#### DIRECTIONS
Set down, word for word, the stretch of the Band of Skulls concert thread from "The show was" through "(Feb 20, 2011)".

:: GIVEN PASSAGE

# [Photos] Band of Skulls - Calgary, AB - May 31 2014



## armourforsleep (Apr 22, 2010)

Artist : Band of Skulls (http://www.bandofskulls.com/)
Date : Saturday May 31 2014
Venue : Commonwealth Bar & Stage
Location : Calgary, AB


----------



## Intrepid (Oct 9, 2008)

Some great photos. How was the show?


----------



## blam (Feb 18, 2011)

nice shots. awesome they let you stage to shoot as well


----------



## Guest (Jun 5, 2014)

I take it that you're a Gretsch fan.:sSig_goodjob2:


----------



## traynor_garnet (Feb 22, 2006)

Love this band! Great guitar tones too. What Fender amp is he playing? This band certainly feeds my Gretsch gas.

TG


----------



## armourforsleep (Apr 22, 2010)

The show was fantastic. The venue isn't massive so it was pretty packed. I had to elbow my way around to get my shots. The sound at commonwealth is second to none. But loud. Real loud. 

His Gretsch is beautiful. I'm a sucker for a pretty Gretsch obviously. White falcon and black penguin. My absolutely favorites. 

No clue about the amp. Sorry.


----------



## surlybastard (Feb 20, 2011)

Saw them on their last tour, great band, great show. I will say the new record hasn't really knocked me over though, I really should give it another chance.


----------



## noman (Jul 24, 2006)

Nice intimate shots!! Have never heard of them unfortunately!! Will look them up.......


----------

::::
:: RECORDS SHOWN

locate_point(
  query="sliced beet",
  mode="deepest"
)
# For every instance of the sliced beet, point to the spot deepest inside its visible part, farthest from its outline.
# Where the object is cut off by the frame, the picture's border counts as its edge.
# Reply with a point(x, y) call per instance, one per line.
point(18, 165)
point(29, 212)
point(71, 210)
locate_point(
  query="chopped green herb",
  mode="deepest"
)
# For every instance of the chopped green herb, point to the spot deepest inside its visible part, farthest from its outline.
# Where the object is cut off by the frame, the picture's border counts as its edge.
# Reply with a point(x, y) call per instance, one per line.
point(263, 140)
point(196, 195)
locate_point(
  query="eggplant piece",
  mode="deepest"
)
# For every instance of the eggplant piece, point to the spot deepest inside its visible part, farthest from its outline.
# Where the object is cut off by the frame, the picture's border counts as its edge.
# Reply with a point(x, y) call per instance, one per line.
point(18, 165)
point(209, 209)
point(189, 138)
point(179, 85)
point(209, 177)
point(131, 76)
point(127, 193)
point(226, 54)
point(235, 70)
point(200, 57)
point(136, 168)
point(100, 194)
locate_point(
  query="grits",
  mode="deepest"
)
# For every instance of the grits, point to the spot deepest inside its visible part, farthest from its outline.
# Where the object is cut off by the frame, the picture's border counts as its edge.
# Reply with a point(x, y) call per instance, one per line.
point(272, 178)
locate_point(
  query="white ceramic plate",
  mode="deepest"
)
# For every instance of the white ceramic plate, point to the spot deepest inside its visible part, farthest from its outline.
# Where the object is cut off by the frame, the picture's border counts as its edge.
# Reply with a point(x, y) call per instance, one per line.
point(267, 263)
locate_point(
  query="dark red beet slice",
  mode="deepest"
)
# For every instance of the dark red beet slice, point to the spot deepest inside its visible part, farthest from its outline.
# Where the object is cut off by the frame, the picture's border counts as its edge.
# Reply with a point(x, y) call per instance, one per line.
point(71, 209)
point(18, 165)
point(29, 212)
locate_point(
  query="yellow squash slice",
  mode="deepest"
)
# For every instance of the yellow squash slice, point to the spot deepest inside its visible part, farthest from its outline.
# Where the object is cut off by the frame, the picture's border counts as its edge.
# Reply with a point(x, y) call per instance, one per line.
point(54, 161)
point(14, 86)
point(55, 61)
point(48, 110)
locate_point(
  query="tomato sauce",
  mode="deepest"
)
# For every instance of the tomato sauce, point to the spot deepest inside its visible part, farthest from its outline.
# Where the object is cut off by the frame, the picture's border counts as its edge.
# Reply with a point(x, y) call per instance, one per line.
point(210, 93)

::::

#### RESULT FOR THIS EXERCISE
The show was fantastic. The venue isn't massive so it was pretty packed. I had to elbow my way around to get my shots. The sound at commonwealth is second to none. But loud. Real loud. 

His Gretsch is beautiful. I'm a sucker for a pretty Gretsch obviously. White falcon and black penguin. My absolutely favorites. 

No clue about the amp. Sorry.


----------



## surlybastard (Feb 20, 2011)